> Exercise directions:
Copy every line from the data below in which the string "winter" can be found.

> Source records:
▬▬▬▬▬▬▬▬▬▬

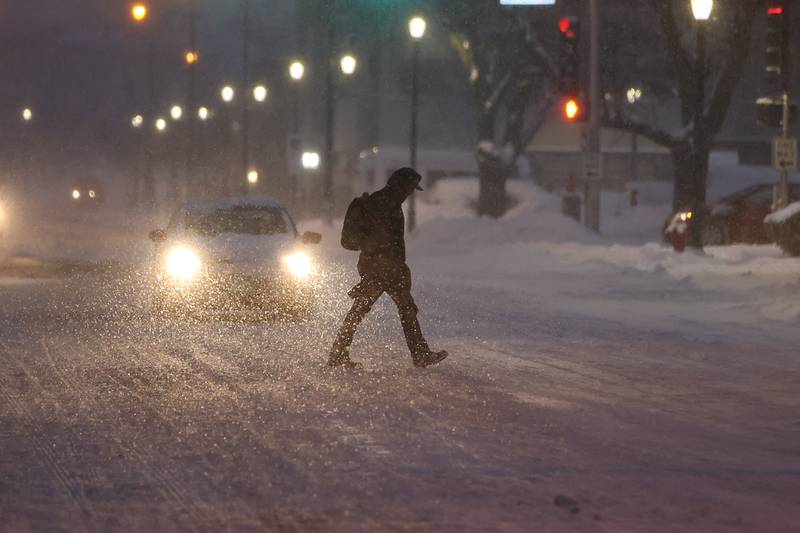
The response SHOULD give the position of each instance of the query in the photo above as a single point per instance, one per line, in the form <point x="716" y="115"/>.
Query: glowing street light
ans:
<point x="701" y="9"/>
<point x="227" y="93"/>
<point x="260" y="93"/>
<point x="348" y="64"/>
<point x="310" y="160"/>
<point x="417" y="27"/>
<point x="139" y="12"/>
<point x="297" y="70"/>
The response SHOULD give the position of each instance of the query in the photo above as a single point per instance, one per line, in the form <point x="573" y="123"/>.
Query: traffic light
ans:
<point x="573" y="106"/>
<point x="569" y="28"/>
<point x="778" y="27"/>
<point x="769" y="109"/>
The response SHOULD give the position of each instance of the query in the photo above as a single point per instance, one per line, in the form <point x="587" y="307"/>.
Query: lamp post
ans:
<point x="245" y="84"/>
<point x="227" y="95"/>
<point x="416" y="28"/>
<point x="347" y="66"/>
<point x="140" y="13"/>
<point x="701" y="9"/>
<point x="297" y="71"/>
<point x="191" y="59"/>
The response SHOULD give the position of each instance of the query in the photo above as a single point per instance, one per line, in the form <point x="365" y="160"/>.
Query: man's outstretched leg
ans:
<point x="362" y="303"/>
<point x="417" y="345"/>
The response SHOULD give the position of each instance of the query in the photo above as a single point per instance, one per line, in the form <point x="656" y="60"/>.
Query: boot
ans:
<point x="429" y="358"/>
<point x="341" y="359"/>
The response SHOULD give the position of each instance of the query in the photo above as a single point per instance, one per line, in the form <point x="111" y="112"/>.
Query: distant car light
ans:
<point x="299" y="264"/>
<point x="183" y="264"/>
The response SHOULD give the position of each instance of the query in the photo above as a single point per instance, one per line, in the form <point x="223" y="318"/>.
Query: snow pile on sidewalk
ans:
<point x="782" y="215"/>
<point x="537" y="252"/>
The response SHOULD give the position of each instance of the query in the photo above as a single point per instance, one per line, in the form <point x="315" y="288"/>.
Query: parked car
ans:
<point x="737" y="218"/>
<point x="233" y="254"/>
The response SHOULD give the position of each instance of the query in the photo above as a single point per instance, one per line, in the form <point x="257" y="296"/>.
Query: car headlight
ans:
<point x="183" y="264"/>
<point x="299" y="264"/>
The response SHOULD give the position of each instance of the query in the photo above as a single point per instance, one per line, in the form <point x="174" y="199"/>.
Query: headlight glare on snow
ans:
<point x="299" y="264"/>
<point x="183" y="264"/>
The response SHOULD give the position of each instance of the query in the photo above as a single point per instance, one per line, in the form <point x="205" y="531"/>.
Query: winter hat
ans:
<point x="405" y="176"/>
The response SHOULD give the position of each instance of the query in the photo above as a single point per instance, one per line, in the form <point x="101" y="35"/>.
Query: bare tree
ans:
<point x="514" y="84"/>
<point x="730" y="35"/>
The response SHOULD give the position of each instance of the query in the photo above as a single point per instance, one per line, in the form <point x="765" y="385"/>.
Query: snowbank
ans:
<point x="782" y="215"/>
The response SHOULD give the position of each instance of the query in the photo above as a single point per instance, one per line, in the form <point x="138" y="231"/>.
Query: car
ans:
<point x="86" y="193"/>
<point x="739" y="217"/>
<point x="234" y="254"/>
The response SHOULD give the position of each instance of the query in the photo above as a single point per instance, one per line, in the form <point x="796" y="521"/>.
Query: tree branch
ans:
<point x="659" y="137"/>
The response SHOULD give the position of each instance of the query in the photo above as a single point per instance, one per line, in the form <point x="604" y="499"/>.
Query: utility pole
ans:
<point x="593" y="157"/>
<point x="192" y="58"/>
<point x="245" y="95"/>
<point x="330" y="116"/>
<point x="149" y="191"/>
<point x="416" y="27"/>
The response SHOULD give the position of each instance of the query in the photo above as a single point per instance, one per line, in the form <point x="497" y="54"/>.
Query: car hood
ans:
<point x="236" y="252"/>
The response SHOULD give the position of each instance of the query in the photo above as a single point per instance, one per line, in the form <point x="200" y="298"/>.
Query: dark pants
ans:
<point x="377" y="277"/>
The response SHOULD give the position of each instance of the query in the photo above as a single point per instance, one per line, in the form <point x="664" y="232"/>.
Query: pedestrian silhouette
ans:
<point x="375" y="226"/>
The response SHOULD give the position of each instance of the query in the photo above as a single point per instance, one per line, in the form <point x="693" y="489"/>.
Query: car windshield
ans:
<point x="239" y="220"/>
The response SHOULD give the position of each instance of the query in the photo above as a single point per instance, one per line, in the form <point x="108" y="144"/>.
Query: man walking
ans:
<point x="375" y="225"/>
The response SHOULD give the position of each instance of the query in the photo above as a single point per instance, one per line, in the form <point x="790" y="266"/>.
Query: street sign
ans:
<point x="784" y="153"/>
<point x="593" y="166"/>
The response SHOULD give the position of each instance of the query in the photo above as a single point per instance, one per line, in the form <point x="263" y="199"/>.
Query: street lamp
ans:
<point x="260" y="93"/>
<point x="310" y="160"/>
<point x="701" y="9"/>
<point x="297" y="70"/>
<point x="416" y="28"/>
<point x="139" y="12"/>
<point x="348" y="64"/>
<point x="227" y="93"/>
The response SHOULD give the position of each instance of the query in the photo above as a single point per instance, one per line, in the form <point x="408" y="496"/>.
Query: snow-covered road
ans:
<point x="548" y="416"/>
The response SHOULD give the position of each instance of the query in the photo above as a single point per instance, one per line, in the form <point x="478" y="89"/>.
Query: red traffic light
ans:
<point x="567" y="26"/>
<point x="572" y="109"/>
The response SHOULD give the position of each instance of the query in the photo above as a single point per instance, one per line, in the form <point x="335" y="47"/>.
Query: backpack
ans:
<point x="354" y="230"/>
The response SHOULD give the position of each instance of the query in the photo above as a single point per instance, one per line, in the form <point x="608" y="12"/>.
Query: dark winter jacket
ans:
<point x="385" y="239"/>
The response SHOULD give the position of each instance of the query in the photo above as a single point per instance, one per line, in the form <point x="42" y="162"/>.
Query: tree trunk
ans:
<point x="492" y="199"/>
<point x="691" y="171"/>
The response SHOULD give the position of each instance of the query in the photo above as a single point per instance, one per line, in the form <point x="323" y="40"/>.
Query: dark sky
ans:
<point x="80" y="64"/>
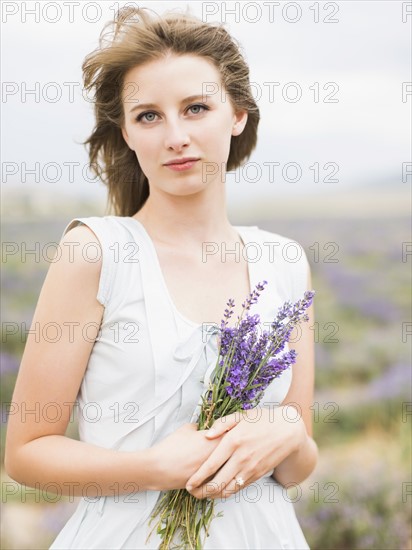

▬▬▬▬▬▬▬▬▬▬

> Answer to this task:
Query: winter hat
Query: dark winter jacket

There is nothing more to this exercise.